(WORK INSTRUCTION)
Using the material that follows, say how many lines contain the string "building". Answer with a number only.

(DATA SHOWN)
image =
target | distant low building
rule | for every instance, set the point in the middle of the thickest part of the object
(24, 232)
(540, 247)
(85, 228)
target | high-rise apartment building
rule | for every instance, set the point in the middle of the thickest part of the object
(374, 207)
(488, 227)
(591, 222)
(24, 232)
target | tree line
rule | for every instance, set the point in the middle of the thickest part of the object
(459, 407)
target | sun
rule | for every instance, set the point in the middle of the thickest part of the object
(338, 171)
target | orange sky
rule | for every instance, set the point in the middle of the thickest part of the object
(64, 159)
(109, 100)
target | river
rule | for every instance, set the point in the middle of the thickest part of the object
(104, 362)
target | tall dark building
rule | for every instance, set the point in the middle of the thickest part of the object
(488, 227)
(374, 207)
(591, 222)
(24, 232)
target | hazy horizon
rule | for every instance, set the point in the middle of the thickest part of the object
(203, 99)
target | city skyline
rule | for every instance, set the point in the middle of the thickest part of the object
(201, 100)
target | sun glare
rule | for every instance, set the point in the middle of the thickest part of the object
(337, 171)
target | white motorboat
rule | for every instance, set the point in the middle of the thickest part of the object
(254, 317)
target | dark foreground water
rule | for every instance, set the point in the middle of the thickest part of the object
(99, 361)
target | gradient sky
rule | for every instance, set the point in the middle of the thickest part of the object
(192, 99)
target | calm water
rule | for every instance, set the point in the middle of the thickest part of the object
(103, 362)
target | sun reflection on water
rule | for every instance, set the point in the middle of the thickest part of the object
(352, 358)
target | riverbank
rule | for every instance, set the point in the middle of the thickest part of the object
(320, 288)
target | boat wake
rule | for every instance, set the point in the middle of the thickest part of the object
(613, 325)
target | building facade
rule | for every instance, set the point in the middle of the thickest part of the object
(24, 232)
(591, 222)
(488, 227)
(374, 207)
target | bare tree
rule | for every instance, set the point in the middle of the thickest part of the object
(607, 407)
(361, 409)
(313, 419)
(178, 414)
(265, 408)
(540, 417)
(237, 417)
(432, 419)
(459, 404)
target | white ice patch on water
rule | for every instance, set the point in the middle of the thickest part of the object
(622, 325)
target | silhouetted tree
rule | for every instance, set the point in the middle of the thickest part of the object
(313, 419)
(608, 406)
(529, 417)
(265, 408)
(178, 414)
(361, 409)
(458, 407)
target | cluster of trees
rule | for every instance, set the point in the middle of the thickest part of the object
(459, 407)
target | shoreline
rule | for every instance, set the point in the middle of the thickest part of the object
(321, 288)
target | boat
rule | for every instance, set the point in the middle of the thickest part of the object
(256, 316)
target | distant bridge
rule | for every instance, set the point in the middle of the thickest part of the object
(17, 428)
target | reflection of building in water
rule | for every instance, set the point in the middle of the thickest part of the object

(SOLVED EXERCISE)
5